=== WHAT YOU HAVE TO DO ===
Rewrite every row below with "reply" changed to "response" and everything else left as it is. Omit the pictures.

=== EXERCISE MATERIAL ===
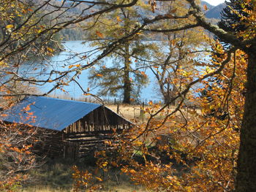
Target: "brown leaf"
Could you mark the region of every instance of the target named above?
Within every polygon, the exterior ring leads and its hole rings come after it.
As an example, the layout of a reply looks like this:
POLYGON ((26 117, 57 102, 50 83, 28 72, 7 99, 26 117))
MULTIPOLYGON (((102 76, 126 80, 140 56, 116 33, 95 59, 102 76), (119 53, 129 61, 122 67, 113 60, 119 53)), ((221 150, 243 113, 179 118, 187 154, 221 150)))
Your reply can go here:
POLYGON ((101 32, 98 31, 96 31, 96 34, 100 38, 104 38, 103 34, 101 32))
POLYGON ((204 9, 206 11, 208 10, 208 7, 207 7, 206 4, 204 4, 204 5, 203 5, 203 9, 204 9))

=== EXERCISE RESULT ===
Target: "brown leaf"
Could you mark the region of every instance of the target named above?
Within every polygon, the exterior ring leads and its hole rings come after it.
As an example, the layout of a response looks like this:
POLYGON ((26 117, 57 102, 50 83, 28 72, 7 99, 26 117))
MULTIPOLYGON (((102 76, 126 80, 140 56, 116 33, 95 59, 102 76), (119 53, 129 61, 122 67, 113 60, 119 53)), ((221 150, 243 113, 179 118, 187 154, 221 150)))
Your response can go here:
POLYGON ((101 32, 98 31, 96 31, 96 34, 100 38, 104 38, 103 34, 101 32))
POLYGON ((204 9, 206 11, 208 10, 208 7, 207 7, 206 4, 204 4, 204 5, 203 5, 203 9, 204 9))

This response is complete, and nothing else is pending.